** WHAT YOU NEED TO DO **
(1) Answer these questions from the walkman module description:
(a) What voltage of DC supply did the writer use to power the walkman?
(b) What three blocks make up the circuit?
(c) Through what part does the walkman's headphone output pass on its way from the driver to the amplifier?
(2) Write out the stretch of the walkman module description from "An Arduino Nano" through "can be used.".

** QUOTED PASSAGE **
-- Begin --
Module mounted in the rack

Overview

This repo contains code, assets and hardware description files (schematic and PCB gerber) for a eurorack compatible module which is intended to control the motor speed of a modified walkman. It also does signal conditioning to bring the headphone out levels of the walkman to eurorack levels (~10Vpp).

The intended use is to combine the world of tape loops and modified walkmans with the modular synthesizer universe. See picture below.

Schematics

Status of this repo, 23-AUG-2022

  • Revision 1 of this board has been ordered, built, fixed/patched and verified to work
  • The fixes have been incorporated in the included rev 2 of the schematic and gerber files, but they have not been validated (as I have a working version now). It should work, as the fixes were trivial in nature in the end. Famous last words I guess.
  • The Arduino code is identical to what has been verified to work.

Build notes

  • IMPORTANT! - The Power supply to power the walkman must be different from the internal modular synth supply. Use a regular 9V DC brick. Anything between 6-12V DC should work. I used a 9V DC supply.
  • Walkman: BaseTECH KW-118C (very easy to modify!), but any walkman should do.
  • Points to modify and hook up to the PCB from the Walkman: Power supply to the walkman, headphone out and finally the negative side of the drive motor in the walkman.

Principle of operation

There are three blocks in the circuit - Controller, Motor driver and Amplifier.

The Controller takes care of reading CV and mapping that to motor speed PWM. Current speed is indicated via an LED.

The Motor driver takes the signal from the controller and drives the motor. It also takes the headphone out signal from the walkman and feeds it to the Amplifier. The motor driver operates on its own power and is galvanically separated from the rest of the circuit.

The Amplifier conditions the returned signal and amplifies it from headphone to eurorack voltage levels.

More detail

An Arduino Nano reads CV voltage and speed knob postion and converts that to a PWM signal to drive the motor. The signal is fed to an optocoupler which in turn drives the walkman motor via a TIP 120 transistor. This way, driving the motor is galvanically separated from the eurorack supply.

The headphone output of the walkman is fed back to the circuit from the driver to the amplifier via an 1:1 audio isolation transformer. This ensures galvanic separation of the audio path. As the walkman operates on its own supply, there is no common ground reference that can be used.
-- End --
** DATA EXTRACT **
-- Begin --
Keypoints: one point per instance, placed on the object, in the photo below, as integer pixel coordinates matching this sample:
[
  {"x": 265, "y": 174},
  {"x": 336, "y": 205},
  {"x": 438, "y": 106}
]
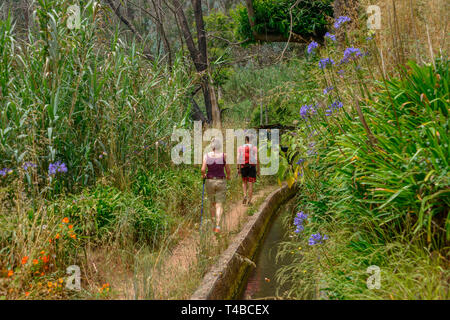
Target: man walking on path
[{"x": 248, "y": 168}]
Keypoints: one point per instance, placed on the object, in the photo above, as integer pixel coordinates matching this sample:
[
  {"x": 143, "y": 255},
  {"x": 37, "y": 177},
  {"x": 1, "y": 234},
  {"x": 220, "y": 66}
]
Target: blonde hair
[{"x": 216, "y": 144}]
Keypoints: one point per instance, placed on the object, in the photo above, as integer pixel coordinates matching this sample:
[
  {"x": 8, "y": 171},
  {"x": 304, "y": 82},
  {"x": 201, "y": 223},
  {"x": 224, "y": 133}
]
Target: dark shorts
[{"x": 248, "y": 172}]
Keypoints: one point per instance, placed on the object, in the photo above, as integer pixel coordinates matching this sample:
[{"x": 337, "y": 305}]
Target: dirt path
[{"x": 184, "y": 256}]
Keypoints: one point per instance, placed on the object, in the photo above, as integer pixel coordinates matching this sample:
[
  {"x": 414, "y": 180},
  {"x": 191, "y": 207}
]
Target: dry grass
[{"x": 411, "y": 29}]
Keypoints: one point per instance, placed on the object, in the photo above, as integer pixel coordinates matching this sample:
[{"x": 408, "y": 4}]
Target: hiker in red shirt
[{"x": 248, "y": 167}]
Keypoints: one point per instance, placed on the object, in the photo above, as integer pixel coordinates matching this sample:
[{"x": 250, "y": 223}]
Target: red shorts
[{"x": 248, "y": 173}]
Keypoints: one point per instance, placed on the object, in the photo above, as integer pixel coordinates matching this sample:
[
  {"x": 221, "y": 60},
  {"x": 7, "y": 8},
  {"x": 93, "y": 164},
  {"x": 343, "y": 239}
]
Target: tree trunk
[
  {"x": 347, "y": 8},
  {"x": 200, "y": 58}
]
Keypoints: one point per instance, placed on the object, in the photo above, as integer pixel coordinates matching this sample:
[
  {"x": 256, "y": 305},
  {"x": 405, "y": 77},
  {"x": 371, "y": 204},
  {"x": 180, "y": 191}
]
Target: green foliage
[
  {"x": 283, "y": 88},
  {"x": 220, "y": 28},
  {"x": 105, "y": 213},
  {"x": 309, "y": 18},
  {"x": 67, "y": 97}
]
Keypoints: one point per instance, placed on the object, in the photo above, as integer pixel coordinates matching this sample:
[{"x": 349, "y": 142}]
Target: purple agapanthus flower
[
  {"x": 307, "y": 110},
  {"x": 313, "y": 45},
  {"x": 5, "y": 171},
  {"x": 323, "y": 63},
  {"x": 317, "y": 239},
  {"x": 333, "y": 107},
  {"x": 299, "y": 228},
  {"x": 330, "y": 36},
  {"x": 56, "y": 167},
  {"x": 28, "y": 165},
  {"x": 298, "y": 221},
  {"x": 340, "y": 21},
  {"x": 327, "y": 90},
  {"x": 351, "y": 54}
]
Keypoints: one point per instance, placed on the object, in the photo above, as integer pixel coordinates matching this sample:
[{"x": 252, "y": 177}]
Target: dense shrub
[{"x": 272, "y": 16}]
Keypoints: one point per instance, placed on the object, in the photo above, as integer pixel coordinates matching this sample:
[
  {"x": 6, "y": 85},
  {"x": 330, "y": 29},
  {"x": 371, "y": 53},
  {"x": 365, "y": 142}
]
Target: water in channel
-- End --
** SOLUTIONS TO THE PROBLEMS **
(1)
(a) 9V DC
(b) Controller, Motor driver and Amplifier
(c) A 1:1 audio isolation transformer

(2)
An Arduino Nano reads CV voltage and speed knob postion and converts that to a PWM signal to drive the motor. The signal is fed to an optocoupler which in turn drives the walkman motor via a TIP 120 transistor. This way, driving the motor is galvanically separated from the eurorack supply.

The headphone output of the walkman is fed back to the circuit from the driver to the amplifier via an 1:1 audio isolation transformer. This ensures galvanic separation of the audio path. As the walkman operates on its own supply, there is no common ground reference that can be used.